*Opdrachtomschrijving:*
Geef aan hoeveel regels van de onderstaande gegevens de tekenreeks "pale" bevatten, en antwoord uitsluitend met dat getal.

*Oefengegevens:*
********************
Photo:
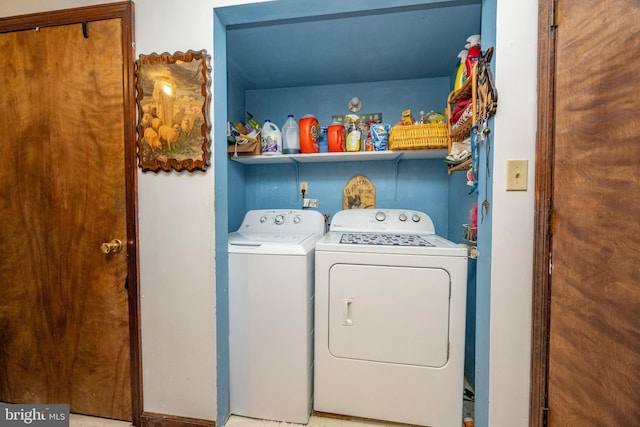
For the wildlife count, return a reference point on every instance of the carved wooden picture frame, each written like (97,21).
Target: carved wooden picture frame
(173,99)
********************
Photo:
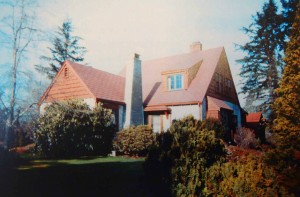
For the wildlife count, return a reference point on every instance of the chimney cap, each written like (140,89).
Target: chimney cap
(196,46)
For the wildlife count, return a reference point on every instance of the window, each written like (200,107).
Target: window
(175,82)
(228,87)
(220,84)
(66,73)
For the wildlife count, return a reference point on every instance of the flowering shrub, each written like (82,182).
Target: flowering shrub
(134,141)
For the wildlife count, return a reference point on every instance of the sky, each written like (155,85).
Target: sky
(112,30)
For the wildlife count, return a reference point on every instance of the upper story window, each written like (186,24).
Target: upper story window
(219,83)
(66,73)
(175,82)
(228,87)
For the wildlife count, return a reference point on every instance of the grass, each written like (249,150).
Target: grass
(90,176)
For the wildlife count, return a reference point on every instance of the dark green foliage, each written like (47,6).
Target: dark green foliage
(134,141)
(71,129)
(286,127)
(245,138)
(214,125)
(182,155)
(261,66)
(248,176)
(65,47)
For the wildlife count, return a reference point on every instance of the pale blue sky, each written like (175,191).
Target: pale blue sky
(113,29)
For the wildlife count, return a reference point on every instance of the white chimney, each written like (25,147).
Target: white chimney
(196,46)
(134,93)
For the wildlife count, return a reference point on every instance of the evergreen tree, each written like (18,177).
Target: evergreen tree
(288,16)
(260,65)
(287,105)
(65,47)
********************
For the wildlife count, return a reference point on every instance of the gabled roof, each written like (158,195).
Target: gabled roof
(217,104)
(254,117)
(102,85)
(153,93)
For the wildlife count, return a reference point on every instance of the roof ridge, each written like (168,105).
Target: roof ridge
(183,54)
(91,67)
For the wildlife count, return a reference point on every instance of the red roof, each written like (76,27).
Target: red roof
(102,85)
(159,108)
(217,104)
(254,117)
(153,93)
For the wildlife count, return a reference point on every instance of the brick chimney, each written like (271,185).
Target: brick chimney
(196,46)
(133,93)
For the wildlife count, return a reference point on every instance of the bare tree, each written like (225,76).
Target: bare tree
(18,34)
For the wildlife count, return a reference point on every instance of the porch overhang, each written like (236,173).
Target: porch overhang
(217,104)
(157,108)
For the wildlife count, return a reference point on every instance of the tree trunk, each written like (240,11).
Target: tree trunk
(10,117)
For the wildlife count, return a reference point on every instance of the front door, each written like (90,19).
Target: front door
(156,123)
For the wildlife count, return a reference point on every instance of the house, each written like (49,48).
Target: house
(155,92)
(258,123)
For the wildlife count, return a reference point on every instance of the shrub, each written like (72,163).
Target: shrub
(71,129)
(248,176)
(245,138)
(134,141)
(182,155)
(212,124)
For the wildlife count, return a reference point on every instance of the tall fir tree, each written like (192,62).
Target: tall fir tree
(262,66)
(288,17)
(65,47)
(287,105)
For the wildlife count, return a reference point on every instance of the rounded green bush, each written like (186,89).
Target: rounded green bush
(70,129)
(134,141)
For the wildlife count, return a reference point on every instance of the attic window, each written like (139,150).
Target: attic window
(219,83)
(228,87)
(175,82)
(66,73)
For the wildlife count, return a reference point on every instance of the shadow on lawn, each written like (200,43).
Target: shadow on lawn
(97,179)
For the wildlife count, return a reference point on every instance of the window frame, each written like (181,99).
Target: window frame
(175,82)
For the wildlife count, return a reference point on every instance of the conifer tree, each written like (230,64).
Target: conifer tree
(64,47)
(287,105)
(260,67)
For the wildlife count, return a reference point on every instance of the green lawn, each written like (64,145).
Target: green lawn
********************
*Antwoord:*
2